Stored entries
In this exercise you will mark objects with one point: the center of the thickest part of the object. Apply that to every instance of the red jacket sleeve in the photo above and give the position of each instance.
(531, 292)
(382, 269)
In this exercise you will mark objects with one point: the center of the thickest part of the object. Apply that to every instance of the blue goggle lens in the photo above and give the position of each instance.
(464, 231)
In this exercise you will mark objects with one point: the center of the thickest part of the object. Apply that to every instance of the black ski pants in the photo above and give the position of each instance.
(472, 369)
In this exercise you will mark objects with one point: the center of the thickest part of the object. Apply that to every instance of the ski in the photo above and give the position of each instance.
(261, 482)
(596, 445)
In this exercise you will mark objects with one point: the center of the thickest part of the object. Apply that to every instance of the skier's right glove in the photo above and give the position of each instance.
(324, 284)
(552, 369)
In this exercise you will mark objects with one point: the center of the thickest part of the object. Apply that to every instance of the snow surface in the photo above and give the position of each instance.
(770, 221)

| What to do |
Reproduce every one of the records above word for word, line by line.

| Full answer |
In this exercise you will mark objects with one point: the center of the thickest part of the object. Apply that to every instance of the red jacket sleeve in the photo above and give the position of each instance.
(531, 292)
(382, 269)
In this exercise you will mark objects with one point: the center of the thickest part of the object. Apply that to every instance of the blue goggle lens in the photo above and give the position of each instance.
(464, 231)
In this exercise you will mark objects with one point: the center of the thickest part of the object. Apply that to every instance of the black ski pants in the photo above and give the position of each instance.
(472, 369)
In this exercise you will mark objects with one point: the center of the thickest part of the object. Apply that to every instance of the ski in the photo above and give the position of each instance.
(261, 482)
(596, 445)
In this exercise you will mark objects with one point: the center of the thickest part of the object. Apply that to every instance of the skier's right glove in the photo above and give the position of each instance.
(324, 284)
(552, 369)
In this exercise you will mark objects with one point: the center of the thickest part of the object. Apply that to every instance of the snow surface in the photo above and give the position of each instance.
(770, 221)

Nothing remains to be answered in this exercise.